§ What is asked: Arrange every line of the data below as a Markdown table with the columns Row and Line, numbering the rows and omitting blank lines.

[Dataset start]

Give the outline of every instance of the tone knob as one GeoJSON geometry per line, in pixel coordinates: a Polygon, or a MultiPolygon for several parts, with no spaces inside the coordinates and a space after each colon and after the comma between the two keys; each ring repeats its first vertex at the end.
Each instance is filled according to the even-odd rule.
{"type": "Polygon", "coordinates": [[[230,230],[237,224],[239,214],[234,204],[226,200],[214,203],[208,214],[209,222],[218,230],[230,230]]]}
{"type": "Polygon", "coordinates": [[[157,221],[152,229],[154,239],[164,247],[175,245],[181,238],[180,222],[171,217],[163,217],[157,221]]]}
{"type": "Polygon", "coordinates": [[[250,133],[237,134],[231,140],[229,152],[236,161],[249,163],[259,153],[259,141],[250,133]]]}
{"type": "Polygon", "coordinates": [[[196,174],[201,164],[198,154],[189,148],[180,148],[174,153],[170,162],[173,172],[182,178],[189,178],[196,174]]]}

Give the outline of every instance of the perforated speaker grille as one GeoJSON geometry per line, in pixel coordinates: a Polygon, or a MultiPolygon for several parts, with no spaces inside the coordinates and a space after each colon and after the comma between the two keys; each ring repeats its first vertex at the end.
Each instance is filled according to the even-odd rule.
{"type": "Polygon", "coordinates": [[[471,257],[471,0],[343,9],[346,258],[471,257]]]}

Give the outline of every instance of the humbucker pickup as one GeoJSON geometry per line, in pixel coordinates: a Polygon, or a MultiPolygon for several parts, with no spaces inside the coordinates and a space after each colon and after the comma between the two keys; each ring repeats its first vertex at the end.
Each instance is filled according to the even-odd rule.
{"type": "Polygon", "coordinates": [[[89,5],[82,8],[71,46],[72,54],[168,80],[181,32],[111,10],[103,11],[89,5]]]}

[Dataset end]

§ Correct result:
| Row | Line |
|---|---|
| 1 | Give the outline of every instance of the tone knob as one GeoJSON geometry per line, in pixel coordinates: a Polygon, or a MultiPolygon for several parts, with no spaces inside the coordinates and a space after each colon and after the comma between the two keys; each ring repeats its first vertex at the end. |
| 2 | Each instance is filled according to the even-odd rule. |
| 3 | {"type": "Polygon", "coordinates": [[[230,230],[237,224],[239,214],[234,204],[226,200],[214,203],[208,214],[209,222],[218,230],[230,230]]]} |
| 4 | {"type": "Polygon", "coordinates": [[[157,221],[152,229],[154,239],[164,247],[175,245],[181,238],[180,222],[171,217],[163,217],[157,221]]]} |
| 5 | {"type": "Polygon", "coordinates": [[[250,133],[237,134],[231,140],[229,152],[236,161],[249,163],[259,153],[259,141],[250,133]]]} |
| 6 | {"type": "Polygon", "coordinates": [[[196,174],[201,164],[198,154],[189,148],[180,148],[174,153],[170,162],[173,172],[182,178],[189,178],[196,174]]]} |
| 7 | Give the outline of every instance of the perforated speaker grille as one GeoJSON geometry per line, in pixel coordinates: a Polygon, or a MultiPolygon for several parts, with no spaces inside the coordinates and a space after each colon and after the comma between the two keys; each ring repeats its first vertex at the end. |
| 8 | Each instance is filled according to the even-odd rule. |
| 9 | {"type": "Polygon", "coordinates": [[[471,257],[471,0],[343,9],[346,258],[471,257]]]} |
| 10 | Give the outline of every instance of the humbucker pickup as one GeoJSON geometry per line, in pixel coordinates: a Polygon, or a MultiPolygon for several parts, with no spaces inside the coordinates and a space after each colon and after the comma between the two keys; each ring repeats its first vertex at the end. |
| 11 | Each instance is filled according to the even-odd rule. |
| 12 | {"type": "Polygon", "coordinates": [[[89,5],[82,8],[71,46],[72,54],[168,80],[181,32],[111,10],[103,11],[89,5]]]} |